I am not that well learned in the current world of Scala coding, but I think there are some clarifications I can give:

* Anduril core is still Java. JAR files in the /lib/ are there for historical reasons, which the introduction of scala for pipeline building didnt change. Anduril = java project.
* Scala is used _only_ to build the network of components. That is, which data files are provided to which processes, and when. Then, the Java core kicks in, and takes care of running a separate process for each analysis step instance. At the moment, no component uses Scala as computation language. All components are written in  Java, CRAN R, Matlab, Python, PERL, or they run external binaries with Bash. Some other languages are also used.  
* Currently, we have had no resources to build any autosuggestion data. In the previous java-only-version of Anduril, we built one for Eclipse, but i don't think many people used it. 
* Anduril dependency handling is a bit tricky IMHO. For many things we try to install everything in user space, but then, in many cases system wide installation is just easier to do. This problem pretty much always appears when you start to get tens and hundreds of different libraries and programs as dependencies. Since a perfect solution is hard to attain, we've built most of the components in a way, that components use whichever tools are already installed in the system. Anduril is an orchestrator of programs which you already know how to use, and have installed. Most of the components come with an installer for the tools, if you didn't have them already.

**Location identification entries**
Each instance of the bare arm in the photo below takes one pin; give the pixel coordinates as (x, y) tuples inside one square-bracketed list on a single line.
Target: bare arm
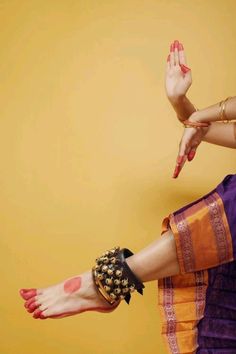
[(218, 133)]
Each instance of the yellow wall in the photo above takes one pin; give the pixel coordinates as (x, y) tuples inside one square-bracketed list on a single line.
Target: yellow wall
[(88, 144)]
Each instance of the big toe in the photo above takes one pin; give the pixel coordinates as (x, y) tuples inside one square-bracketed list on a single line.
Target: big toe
[(26, 294)]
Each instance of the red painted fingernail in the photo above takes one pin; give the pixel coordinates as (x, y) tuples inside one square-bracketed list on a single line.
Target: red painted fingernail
[(176, 172), (180, 159), (176, 43), (184, 68), (191, 155)]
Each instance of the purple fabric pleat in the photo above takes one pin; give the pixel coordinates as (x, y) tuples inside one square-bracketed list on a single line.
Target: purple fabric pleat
[(217, 329), (227, 191)]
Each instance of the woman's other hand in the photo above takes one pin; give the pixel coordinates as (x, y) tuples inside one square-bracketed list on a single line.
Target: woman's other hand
[(178, 77), (189, 143)]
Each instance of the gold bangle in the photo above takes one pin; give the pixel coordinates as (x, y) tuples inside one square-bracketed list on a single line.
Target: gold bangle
[(223, 116), (188, 124)]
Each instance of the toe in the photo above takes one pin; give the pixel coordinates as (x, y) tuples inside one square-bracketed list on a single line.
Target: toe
[(37, 313), (26, 294), (32, 307), (29, 302)]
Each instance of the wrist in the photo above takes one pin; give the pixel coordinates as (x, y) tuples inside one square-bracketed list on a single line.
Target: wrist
[(175, 100)]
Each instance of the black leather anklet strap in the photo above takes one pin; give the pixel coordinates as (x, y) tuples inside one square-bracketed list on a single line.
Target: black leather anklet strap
[(114, 278)]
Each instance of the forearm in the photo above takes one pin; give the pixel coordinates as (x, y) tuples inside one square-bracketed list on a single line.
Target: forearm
[(218, 133), (156, 261), (182, 106)]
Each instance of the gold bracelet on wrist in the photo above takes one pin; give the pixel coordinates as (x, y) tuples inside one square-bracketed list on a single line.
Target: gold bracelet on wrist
[(222, 115), (188, 124)]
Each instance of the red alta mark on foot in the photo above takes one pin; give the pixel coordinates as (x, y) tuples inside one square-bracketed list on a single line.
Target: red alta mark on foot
[(72, 285)]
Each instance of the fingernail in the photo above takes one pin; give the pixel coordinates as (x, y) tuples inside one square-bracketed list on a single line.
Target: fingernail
[(184, 68), (176, 172), (176, 43), (180, 159), (191, 155)]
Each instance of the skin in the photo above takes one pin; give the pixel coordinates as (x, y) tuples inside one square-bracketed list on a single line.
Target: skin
[(177, 84), (159, 259)]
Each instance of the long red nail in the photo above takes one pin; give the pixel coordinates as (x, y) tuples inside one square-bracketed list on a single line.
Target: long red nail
[(191, 155), (180, 159), (176, 172), (184, 68), (176, 44)]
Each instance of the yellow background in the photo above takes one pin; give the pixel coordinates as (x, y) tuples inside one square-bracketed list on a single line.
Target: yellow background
[(88, 143)]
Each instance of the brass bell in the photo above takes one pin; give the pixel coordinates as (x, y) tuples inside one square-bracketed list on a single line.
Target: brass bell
[(118, 273), (107, 288), (99, 276), (105, 260), (108, 281), (124, 282), (113, 296), (117, 290), (131, 288), (125, 290), (104, 268)]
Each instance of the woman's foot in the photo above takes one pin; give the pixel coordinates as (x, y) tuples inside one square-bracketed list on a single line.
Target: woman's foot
[(71, 297)]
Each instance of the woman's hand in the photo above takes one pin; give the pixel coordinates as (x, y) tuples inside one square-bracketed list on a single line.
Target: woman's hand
[(178, 76), (189, 143)]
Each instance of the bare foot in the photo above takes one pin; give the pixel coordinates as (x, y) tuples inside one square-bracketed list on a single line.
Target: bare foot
[(71, 297)]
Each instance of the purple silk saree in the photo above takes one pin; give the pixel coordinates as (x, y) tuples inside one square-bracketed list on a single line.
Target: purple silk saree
[(198, 307)]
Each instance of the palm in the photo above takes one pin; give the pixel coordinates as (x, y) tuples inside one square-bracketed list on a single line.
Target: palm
[(178, 77), (177, 83)]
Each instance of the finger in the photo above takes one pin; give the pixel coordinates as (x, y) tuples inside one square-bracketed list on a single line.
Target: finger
[(182, 58), (179, 166), (191, 155), (172, 60), (192, 152), (176, 52), (168, 62), (181, 158), (184, 68)]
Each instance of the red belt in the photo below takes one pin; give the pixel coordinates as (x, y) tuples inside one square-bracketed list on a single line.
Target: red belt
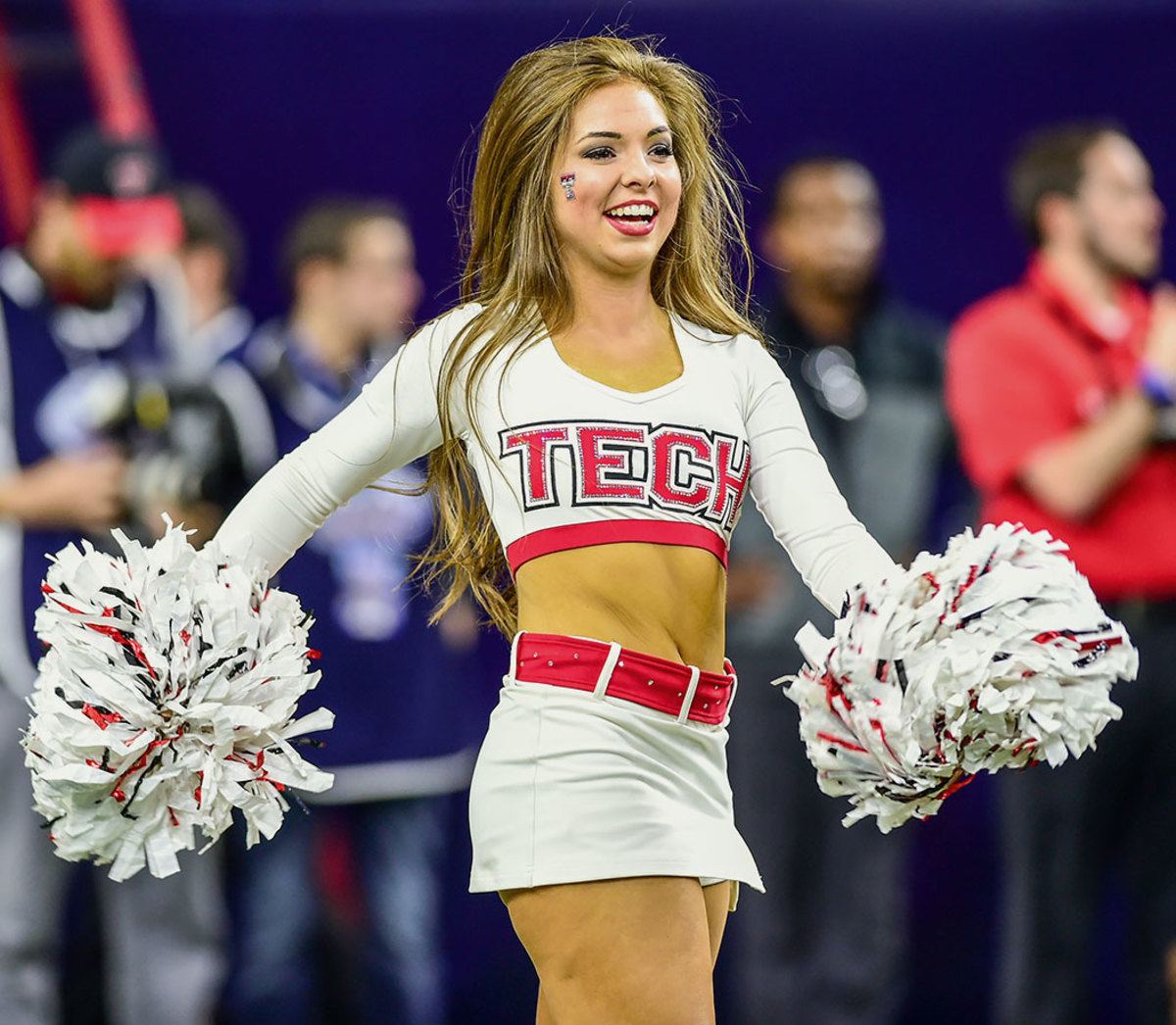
[(647, 679)]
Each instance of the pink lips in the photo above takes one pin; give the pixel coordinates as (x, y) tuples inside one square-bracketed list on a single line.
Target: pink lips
[(632, 227)]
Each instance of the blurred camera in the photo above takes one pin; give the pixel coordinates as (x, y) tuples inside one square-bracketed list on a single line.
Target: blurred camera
[(177, 435)]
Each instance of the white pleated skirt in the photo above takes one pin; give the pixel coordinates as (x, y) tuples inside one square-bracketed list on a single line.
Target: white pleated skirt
[(570, 788)]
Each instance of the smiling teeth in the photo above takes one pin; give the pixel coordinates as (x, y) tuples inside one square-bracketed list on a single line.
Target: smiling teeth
[(632, 211)]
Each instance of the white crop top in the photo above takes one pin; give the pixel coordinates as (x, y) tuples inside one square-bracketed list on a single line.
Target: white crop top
[(570, 463)]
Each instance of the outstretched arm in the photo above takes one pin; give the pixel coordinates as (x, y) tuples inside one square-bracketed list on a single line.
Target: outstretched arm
[(791, 483), (392, 422)]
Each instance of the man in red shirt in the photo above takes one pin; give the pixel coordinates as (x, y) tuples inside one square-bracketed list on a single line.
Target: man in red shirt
[(1062, 390)]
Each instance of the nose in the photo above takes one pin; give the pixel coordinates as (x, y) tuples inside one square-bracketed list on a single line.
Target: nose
[(639, 171)]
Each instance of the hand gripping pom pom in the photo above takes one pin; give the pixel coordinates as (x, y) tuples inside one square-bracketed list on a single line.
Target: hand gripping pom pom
[(995, 654), (166, 699)]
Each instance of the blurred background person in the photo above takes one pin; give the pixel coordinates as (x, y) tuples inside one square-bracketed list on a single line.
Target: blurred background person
[(212, 263), (1062, 389), (403, 744), (74, 304), (827, 942)]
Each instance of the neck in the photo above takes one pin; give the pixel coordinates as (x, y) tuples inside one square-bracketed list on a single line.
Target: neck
[(614, 307), (1080, 276), (323, 337), (827, 317)]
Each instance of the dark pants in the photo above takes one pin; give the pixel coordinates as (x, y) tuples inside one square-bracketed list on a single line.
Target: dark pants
[(826, 946), (1065, 830)]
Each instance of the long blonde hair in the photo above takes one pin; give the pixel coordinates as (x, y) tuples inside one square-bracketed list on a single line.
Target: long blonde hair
[(515, 272)]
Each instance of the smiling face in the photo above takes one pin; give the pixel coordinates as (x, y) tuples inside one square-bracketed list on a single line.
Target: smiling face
[(627, 183)]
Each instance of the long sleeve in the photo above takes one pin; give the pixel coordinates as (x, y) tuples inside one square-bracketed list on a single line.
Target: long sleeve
[(792, 486), (393, 421)]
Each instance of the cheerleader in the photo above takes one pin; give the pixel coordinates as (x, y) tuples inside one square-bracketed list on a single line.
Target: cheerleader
[(594, 412)]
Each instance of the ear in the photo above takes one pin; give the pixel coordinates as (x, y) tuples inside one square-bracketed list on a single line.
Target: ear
[(1056, 217), (771, 245), (312, 276)]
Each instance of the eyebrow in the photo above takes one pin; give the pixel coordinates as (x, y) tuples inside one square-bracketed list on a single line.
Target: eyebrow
[(660, 129)]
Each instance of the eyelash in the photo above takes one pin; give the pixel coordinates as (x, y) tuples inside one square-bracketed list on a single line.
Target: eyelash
[(662, 151)]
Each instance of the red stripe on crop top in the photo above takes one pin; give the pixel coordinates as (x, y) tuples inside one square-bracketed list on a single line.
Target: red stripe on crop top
[(614, 531)]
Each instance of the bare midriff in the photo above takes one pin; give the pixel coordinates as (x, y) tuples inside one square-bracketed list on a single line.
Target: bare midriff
[(659, 599)]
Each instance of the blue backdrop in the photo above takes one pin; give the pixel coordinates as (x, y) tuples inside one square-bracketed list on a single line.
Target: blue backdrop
[(275, 101)]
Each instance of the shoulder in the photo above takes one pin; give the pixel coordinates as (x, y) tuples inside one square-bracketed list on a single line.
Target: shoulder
[(446, 327), (722, 345), (1010, 312)]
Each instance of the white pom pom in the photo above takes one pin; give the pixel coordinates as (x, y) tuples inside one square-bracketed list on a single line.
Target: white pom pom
[(995, 654), (165, 700)]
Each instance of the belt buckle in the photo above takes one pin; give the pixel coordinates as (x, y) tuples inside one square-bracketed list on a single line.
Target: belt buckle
[(691, 691)]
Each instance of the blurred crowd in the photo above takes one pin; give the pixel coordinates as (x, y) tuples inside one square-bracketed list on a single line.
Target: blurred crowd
[(134, 383)]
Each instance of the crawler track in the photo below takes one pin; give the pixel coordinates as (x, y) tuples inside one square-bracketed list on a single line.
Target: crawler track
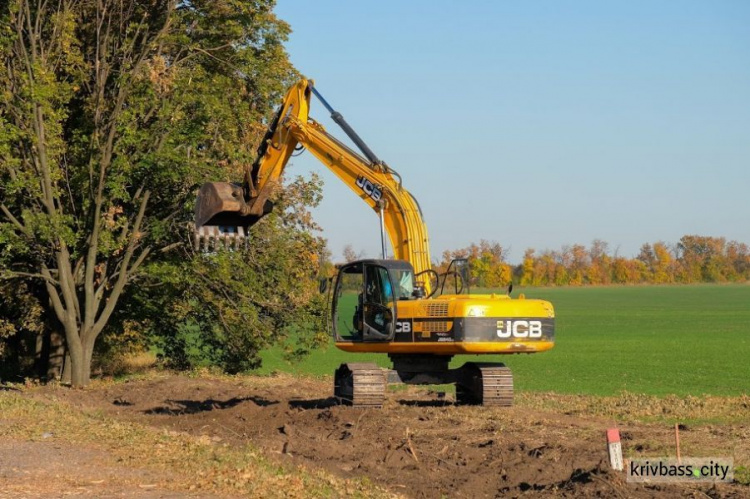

**Parts of the exercise**
1. Using the passage on Anduril, decide whether each statement agrees with it: (a) some components use Scala as their computation language; (b) the Anduril core is written in Java; (c) autosuggestion data was once built for Eclipse. Give yes or no for each, with the deciding words from the passage quoted exactly.
2. According to the passage on Anduril, what does the Java core take care of after Scala builds the network of components?

**Exercise answers**
1.
(a) No: "At the moment, no component uses Scala as computation language."
(b) Yes: "Anduril core is still Java."
(c) Yes: "In the previous java-only-version of Anduril, we built one for Eclipse"

2. It takes care of running a separate process for each analysis step instance.